### Assigned task
Pick out the lines below that contain the string "woman" and copy them all.

** Opening Supplied entries block **

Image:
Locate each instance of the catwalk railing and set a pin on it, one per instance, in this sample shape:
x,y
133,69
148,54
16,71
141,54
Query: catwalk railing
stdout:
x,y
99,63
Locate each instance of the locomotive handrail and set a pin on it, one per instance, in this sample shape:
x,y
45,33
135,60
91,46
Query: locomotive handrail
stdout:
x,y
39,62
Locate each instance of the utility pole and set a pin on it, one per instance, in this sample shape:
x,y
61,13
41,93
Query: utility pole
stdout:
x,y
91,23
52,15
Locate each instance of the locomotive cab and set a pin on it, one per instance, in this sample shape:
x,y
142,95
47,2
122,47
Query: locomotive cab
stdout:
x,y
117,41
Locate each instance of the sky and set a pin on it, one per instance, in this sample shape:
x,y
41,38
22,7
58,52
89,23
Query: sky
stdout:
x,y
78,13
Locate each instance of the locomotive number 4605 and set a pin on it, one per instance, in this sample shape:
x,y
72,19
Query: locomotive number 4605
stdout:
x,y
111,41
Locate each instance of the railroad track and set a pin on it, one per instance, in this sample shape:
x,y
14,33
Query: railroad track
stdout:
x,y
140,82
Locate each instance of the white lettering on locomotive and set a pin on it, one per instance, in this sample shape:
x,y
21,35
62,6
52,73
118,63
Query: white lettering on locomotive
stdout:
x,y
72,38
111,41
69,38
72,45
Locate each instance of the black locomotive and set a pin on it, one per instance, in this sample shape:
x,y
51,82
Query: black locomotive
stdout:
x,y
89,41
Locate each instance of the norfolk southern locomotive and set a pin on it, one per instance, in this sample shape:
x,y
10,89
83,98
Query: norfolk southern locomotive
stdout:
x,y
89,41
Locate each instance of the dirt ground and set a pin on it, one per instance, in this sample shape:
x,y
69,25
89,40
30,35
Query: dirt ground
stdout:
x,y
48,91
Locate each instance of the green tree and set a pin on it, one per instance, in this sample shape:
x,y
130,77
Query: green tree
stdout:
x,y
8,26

** Closing Supplied entries block **
** Opening Supplied entries block **

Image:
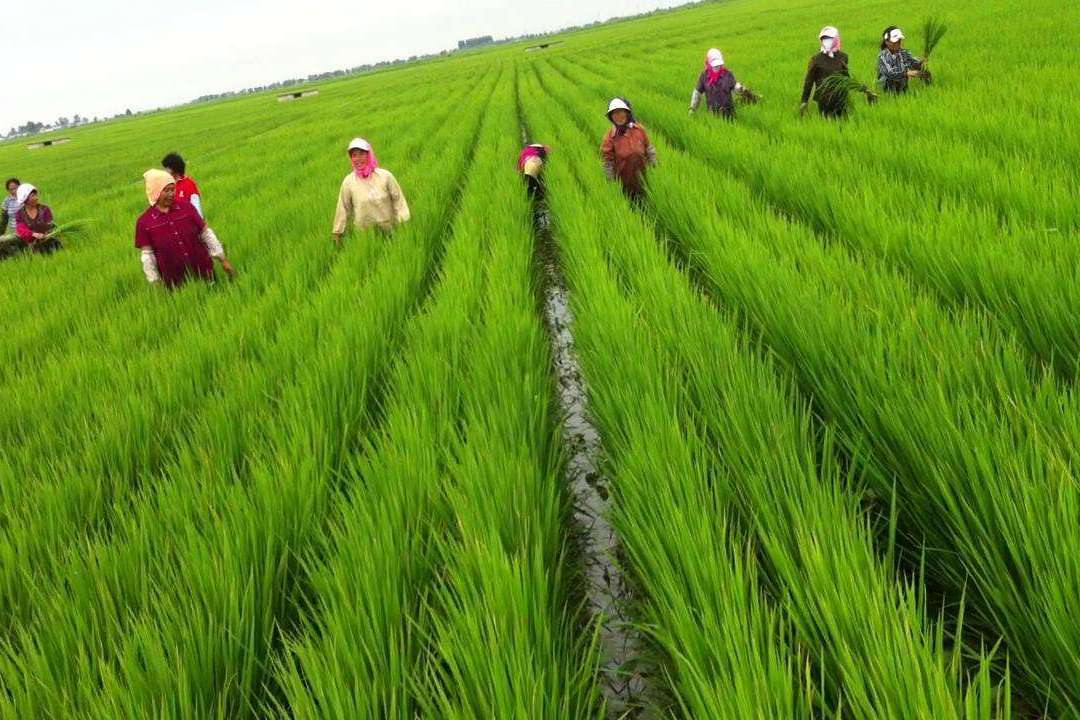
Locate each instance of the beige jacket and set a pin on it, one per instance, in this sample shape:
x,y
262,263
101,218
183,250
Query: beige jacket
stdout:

** Closing Supplied entries block **
** Opening Supplied entries block **

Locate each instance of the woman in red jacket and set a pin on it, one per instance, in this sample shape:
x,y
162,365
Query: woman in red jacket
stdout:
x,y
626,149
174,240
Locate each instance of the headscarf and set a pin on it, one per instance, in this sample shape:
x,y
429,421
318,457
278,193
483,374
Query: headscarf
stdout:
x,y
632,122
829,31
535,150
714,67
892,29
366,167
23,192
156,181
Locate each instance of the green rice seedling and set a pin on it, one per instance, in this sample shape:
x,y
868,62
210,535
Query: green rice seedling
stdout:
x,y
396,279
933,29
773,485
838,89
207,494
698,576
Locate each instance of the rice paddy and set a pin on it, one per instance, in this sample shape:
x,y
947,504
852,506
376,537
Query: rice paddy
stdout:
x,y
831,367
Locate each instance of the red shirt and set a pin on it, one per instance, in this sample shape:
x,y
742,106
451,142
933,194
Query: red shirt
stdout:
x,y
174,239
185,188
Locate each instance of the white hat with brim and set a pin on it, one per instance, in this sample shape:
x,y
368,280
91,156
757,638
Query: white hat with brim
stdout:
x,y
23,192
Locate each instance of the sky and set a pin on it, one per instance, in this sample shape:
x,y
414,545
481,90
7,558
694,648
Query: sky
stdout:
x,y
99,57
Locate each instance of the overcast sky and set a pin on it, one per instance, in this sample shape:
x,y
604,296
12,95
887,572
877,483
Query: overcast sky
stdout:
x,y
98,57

** Closing Supplied entries block **

### Response box
Locate each instance of the woman in red jacket and set a pin on it, one per instance, in this sample shape:
Query: woman in red jacket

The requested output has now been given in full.